- **Description of the task**
Please filter the records below and copy out every line that contains the word "pink".

───── Material for the task ─────

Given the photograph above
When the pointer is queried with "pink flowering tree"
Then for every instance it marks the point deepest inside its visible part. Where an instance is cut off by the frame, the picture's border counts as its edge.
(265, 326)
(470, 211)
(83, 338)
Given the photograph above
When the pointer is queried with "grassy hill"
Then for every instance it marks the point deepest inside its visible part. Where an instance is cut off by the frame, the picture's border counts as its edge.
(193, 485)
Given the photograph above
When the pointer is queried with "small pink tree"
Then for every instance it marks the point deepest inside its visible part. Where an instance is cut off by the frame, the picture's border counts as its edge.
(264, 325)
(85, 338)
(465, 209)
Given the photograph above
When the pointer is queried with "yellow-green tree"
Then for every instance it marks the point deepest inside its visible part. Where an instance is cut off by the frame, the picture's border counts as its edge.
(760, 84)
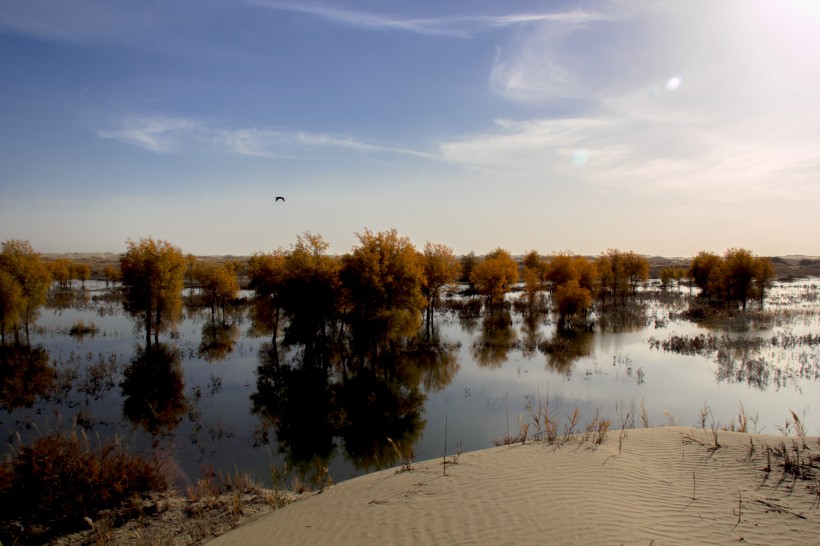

─────

- **Final answer**
When the pointer is queried with "pink flowering tree"
When the pointer is queried with "small pink tree"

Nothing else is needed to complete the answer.